▶ [ASSIGNMENT] An image-free, exact copy of the records below is required.

▶ [INFORMATION SHOWN]
········
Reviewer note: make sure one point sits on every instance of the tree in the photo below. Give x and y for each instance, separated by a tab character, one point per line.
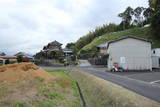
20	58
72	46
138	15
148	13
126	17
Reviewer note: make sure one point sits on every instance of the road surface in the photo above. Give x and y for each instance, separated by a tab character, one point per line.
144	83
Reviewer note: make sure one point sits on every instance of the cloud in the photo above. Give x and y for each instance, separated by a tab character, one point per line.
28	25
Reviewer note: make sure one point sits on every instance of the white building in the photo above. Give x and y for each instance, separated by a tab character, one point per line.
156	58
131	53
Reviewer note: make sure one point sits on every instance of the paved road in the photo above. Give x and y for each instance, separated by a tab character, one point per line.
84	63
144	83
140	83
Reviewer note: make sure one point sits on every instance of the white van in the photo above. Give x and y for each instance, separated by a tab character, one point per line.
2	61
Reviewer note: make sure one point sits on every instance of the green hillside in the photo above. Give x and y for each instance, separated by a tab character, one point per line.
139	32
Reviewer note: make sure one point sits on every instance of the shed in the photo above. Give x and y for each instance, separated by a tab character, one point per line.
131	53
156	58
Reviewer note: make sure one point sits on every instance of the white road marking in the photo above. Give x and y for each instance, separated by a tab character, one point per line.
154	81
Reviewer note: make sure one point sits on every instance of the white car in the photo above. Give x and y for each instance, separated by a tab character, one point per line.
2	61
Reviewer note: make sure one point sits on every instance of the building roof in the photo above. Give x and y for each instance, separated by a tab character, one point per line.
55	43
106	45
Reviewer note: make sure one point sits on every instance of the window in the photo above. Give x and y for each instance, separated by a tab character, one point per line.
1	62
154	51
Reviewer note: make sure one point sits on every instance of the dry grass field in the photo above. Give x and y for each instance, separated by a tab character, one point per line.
········
▶ [TASK RESULT]
Reviewer note: make sure one point sits on every instance of the tree in the photo below. Give x and y for each instance, separated by a tab character, one point per line.
20	58
72	46
138	15
148	13
126	17
Reviewer note: make sure one point sits on every instance of the road surface in the photo above. Give x and y for each instance, separated by a tab character, one point per line.
144	83
Reviewer note: make sure one point sits on every instance of the cloud in the photo above. Give x and y for each instance, separated by a tab character, one point per line.
28	25
Reviewer note: make sure one point sits on every instance of the white building in the photo above. Give x and y for each instance, separated by a tab character, one point per line.
156	58
131	53
Reviewer note: make sure one point sits on every instance of the paved road in the photo above. Give x and y for each instance, separated by a tab character, one point per line.
84	63
144	83
140	83
Reviewer note: make sure one point sits on every instance of the white van in the photo above. Give x and y for each instance, separated by a tab character, one point per line.
2	61
Reviewer note: make sure one point sits on every instance of the green hillside in the photo above. Give x and y for each instance, separated by a tab character, one point per line.
139	32
Reviewer note: make sure one point sits on every instance of the shed in the photo above. Give x and y for each instance, separated by a tab character, one point per line.
131	53
156	58
Reviewer note: make sure one point sits on every instance of the white road marking in the photo above. Give x and y for each instance, separated by a tab character, one point per line.
154	81
Reviewer note: make sure one point sits on every instance of the white car in the photo above. Give x and y for each instance, separated by a tab character, one point per line.
2	61
Reviewer note: make sure one point sits on every instance of the building roof in the photo above. Give x and y for each instance, separated by a tab character, one point per line.
55	43
106	45
Reviewer note: make sure one point sits on every instance of the window in the photo above. Give x and y for each instance, separated by a tab character, one point per line.
1	62
154	51
Reviewer note: make sure one point sits on every instance of the dry grass field in the photo above. Give x and y for each instance, separated by a tab character, one point per line.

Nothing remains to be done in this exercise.